_GIVEN ENTRIES_
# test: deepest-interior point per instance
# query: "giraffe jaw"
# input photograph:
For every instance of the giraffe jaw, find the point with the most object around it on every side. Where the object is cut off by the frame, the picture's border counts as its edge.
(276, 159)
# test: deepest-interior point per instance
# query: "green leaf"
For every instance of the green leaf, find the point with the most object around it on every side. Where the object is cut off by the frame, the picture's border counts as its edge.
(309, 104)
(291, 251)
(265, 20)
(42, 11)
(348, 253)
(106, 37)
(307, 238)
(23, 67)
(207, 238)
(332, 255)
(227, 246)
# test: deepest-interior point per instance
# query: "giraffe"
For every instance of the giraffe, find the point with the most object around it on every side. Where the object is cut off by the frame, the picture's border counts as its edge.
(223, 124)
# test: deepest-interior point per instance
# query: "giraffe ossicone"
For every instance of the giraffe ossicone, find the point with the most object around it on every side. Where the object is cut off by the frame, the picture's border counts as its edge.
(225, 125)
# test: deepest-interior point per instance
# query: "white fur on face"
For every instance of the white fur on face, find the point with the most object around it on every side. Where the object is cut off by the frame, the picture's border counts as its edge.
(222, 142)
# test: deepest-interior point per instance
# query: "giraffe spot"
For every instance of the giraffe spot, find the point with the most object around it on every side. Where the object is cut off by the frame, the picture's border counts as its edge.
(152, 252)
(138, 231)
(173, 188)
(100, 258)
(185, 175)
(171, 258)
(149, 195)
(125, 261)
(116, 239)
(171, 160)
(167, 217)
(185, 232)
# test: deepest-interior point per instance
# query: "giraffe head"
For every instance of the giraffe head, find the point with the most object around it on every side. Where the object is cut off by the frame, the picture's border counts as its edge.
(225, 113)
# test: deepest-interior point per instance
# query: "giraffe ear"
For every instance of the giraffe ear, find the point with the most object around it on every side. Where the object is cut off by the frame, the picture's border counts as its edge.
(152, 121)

_TASK STATEMENT_
Reproduce the full listing word for word.

_TASK SOLUTION_
# test: deepest-interior point per instance
# query: "giraffe jaw"
# input photograph:
For every instance of the giraffe jaw, find the point with the most object around it on every side. Where the object is cut off by the frame, the picture's border counts as its edge.
(276, 159)
# test: deepest-interior point per instance
# query: "green leaf"
For every instance of the green leaf, find the point with the most object around it on every side. Where the object is cut off by the frame, the picture's border counts as its edge.
(309, 104)
(291, 251)
(265, 20)
(42, 11)
(348, 253)
(106, 37)
(307, 238)
(23, 67)
(207, 238)
(332, 255)
(227, 246)
# test: deepest-interior point per instance
# query: "giraffe"
For every instance of the giraffe, find the point with the most object around it on every side. Where the object is cut off by the frame, the picture's border counts as its edge.
(223, 124)
# test: deepest-interior point per instance
# query: "giraffe ossicone"
For every instance of the giraffe ossicone, find the point with the most object around it on every side. Where the object is cut off by the frame, the picture's border counts as its edge.
(225, 125)
# test: deepest-interior point per instance
# query: "white fur on face"
For every instance of the white fur on face, find the point with the most object around it on every side. Where the object is cut off by the frame, the picture's border counts as its edge.
(222, 142)
# test: deepest-interior point per instance
# query: "giraffe spot"
For every instance of the giraffe spot, find the point with the most object around it on every side. Where the object is cut off by the frame, the picture's border counts as its edge.
(152, 252)
(138, 231)
(173, 188)
(100, 258)
(185, 175)
(171, 258)
(149, 195)
(125, 261)
(116, 239)
(171, 160)
(167, 217)
(185, 232)
# test: deepest-interior point per instance
# query: "giraffe head"
For every instance of the giraffe head, find the point with the most object around it on every side. Where the object is cut off by the frame, the picture's border counts as its edge.
(225, 113)
# test: deepest-interior point per instance
# query: "giraffe ear"
For every instance of the giraffe ear, find the point with the most object around it on every side. Where the object is cut off by the frame, the picture's border counts as its edge.
(152, 121)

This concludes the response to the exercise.